* What is needed *
Your task is to transcribe the records exactly, skipping every image.

* Data rows *
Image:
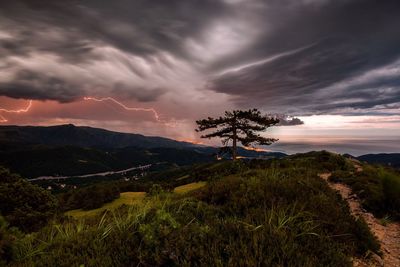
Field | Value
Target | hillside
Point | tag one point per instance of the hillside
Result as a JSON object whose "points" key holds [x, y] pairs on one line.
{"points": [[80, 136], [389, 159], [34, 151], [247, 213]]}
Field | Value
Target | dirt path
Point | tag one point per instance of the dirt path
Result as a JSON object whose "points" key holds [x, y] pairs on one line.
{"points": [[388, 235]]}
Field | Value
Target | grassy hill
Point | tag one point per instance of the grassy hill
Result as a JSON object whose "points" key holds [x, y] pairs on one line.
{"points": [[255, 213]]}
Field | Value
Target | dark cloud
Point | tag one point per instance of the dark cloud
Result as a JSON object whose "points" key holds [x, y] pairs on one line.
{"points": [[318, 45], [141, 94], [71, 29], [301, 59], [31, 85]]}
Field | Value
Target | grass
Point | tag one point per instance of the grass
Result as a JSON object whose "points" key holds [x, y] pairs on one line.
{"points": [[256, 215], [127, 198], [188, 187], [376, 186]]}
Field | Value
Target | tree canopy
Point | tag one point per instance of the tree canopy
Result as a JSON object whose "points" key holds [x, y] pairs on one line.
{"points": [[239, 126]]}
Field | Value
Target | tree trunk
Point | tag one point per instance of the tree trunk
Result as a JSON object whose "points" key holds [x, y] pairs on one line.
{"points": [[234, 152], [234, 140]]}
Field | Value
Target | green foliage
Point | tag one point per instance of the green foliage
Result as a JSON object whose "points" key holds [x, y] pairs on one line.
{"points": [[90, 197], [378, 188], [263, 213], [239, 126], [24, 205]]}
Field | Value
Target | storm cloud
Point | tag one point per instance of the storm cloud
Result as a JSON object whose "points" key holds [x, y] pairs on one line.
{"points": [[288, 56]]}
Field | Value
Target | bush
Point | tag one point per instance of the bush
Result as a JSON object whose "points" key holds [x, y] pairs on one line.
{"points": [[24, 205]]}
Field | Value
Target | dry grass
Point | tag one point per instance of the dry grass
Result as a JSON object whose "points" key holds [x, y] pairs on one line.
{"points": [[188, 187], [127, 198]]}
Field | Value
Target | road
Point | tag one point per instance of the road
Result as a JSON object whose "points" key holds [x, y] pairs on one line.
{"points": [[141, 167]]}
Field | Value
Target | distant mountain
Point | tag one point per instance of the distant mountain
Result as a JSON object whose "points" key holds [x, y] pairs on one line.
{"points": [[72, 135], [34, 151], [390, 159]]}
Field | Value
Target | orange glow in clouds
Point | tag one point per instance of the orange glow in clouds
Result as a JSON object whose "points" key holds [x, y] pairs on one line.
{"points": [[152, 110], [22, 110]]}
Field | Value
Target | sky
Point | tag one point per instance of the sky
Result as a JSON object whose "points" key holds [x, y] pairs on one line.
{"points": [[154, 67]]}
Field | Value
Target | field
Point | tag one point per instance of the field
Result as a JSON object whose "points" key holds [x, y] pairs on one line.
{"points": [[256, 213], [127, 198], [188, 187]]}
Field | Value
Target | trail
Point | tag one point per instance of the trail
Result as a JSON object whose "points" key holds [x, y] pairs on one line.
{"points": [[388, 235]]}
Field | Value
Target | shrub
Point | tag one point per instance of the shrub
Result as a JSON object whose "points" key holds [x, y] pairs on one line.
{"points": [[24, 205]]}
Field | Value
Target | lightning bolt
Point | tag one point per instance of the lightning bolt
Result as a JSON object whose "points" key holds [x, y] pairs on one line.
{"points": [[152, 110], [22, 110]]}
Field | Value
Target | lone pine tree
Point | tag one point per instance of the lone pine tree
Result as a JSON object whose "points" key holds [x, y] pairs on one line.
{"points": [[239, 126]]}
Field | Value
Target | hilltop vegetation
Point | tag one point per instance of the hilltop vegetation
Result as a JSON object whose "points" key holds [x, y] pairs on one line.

* Solution to this task *
Image:
Field | Value
Target | hillside
Point | tag one point per instance of the hillside
Result as a JSON object whose "points" key holds [x, y] pairs on one line.
{"points": [[80, 136], [389, 159], [34, 151], [247, 213]]}
Field | Value
Target | dirt path
Point | tag one point per instance of the dirt path
Result as a JSON object whose "points" key holds [x, y] pairs on one line.
{"points": [[388, 235]]}
Field | Value
Target | grassy hill
Point | tag one point per instance of the grassy hill
Result as a JSON object whose "points" key holds [x, y] pairs on one line.
{"points": [[255, 213]]}
Field | Value
Target | dark cloud
Point | tag one point per instance of the dark cloud
Result as a JSON object whose "points" key holds [x, y] pairs on one line.
{"points": [[318, 45], [141, 94], [71, 29], [301, 59], [31, 85]]}
Field | Value
Target | grass
Point | tag one point per instance of the grass
Result as a JSON object whose "points" key holds [x, y] pairs on one line.
{"points": [[256, 215], [127, 198], [188, 187], [376, 186]]}
Field | Value
Target | tree canopy
Point | tag one point per instance of the tree canopy
Result as a JSON object whose "points" key holds [x, y] pairs on one line.
{"points": [[239, 126]]}
Field | Value
Target | tree trunk
Point | tag one point per instance of the tree trunk
Result as a JSON object whose "points" key holds [x, y] pairs on one line.
{"points": [[234, 152], [234, 140]]}
Field | Value
Target | green foliage
Point | tag one point per instance of the green foliage
Result as a JSON object whose "points" key holds [x, y] pairs on one line.
{"points": [[90, 197], [378, 188], [263, 213], [239, 126], [24, 205]]}
Field | Value
Target | storm cloud
Point | tag one point per instance of the storm cloud
Result as a JSON object whose "points" key holds [x, y] pairs on one line.
{"points": [[288, 56]]}
Field | Value
Target | bush
Point | tag one point per instance of the bush
Result as a JSON object whose "points" key holds [x, y] pairs on one line.
{"points": [[24, 205]]}
Field | Value
Target | dry grass
Point | tag one point per instance of the dry grass
Result as a JSON object whose "points" key holds [x, y] pairs on one line.
{"points": [[188, 187], [127, 198]]}
Field | Value
Target | road
Point | tag one point per instance of the road
Result as a JSON object whose "points" key holds [x, y] pairs on one line.
{"points": [[141, 167]]}
Field | Value
Target | distant mountain
Point | tag one point per instance of the distant mountain
Result as a JSON object whose "points" key holds [x, y] pairs on one line.
{"points": [[72, 135], [34, 151], [390, 159]]}
Field | Value
Target | orange glow in clouds
Point | tag one point per instance of the orange glow in clouds
Result as a JSON object whose "points" key holds [x, y] pairs on one line.
{"points": [[152, 110], [22, 110]]}
Field | Value
Target | sky
Point | tag one point per instance of the sky
Result as a JSON object whose "points" key holds [x, y] pairs on one line.
{"points": [[154, 67]]}
Field | Value
Target | field
Point | tag one point per instance of the field
Result as a JSON object whose "points" key holds [x, y] pairs on one line.
{"points": [[256, 213], [127, 198], [188, 187]]}
Field | Value
Target | trail
Point | tag one point per instance of the trail
Result as a JSON object whose "points" key holds [x, y] pairs on one line.
{"points": [[388, 235]]}
Field | Value
Target | shrub
Point | tag one point per instance of the shrub
Result as a JSON object whose "points" key holds [x, y] pairs on one line.
{"points": [[24, 205]]}
Field | Value
Target | lightning bolt
Point | tag one point per instance of the lightning bolt
Result as a JSON object whose "points" key holds [x, y] pairs on one line.
{"points": [[152, 110], [22, 110]]}
Field | Value
Target | lone pine tree
Point | tag one point per instance of the lone pine tree
Result as a JSON object whose "points" key holds [x, y] pairs on one line.
{"points": [[239, 126]]}
Field | Value
Target | hilltop vegetation
Point | tag one point per instance of the hilltop vegetation
Result as a JSON object whose "points" key holds [x, y] pairs on one line.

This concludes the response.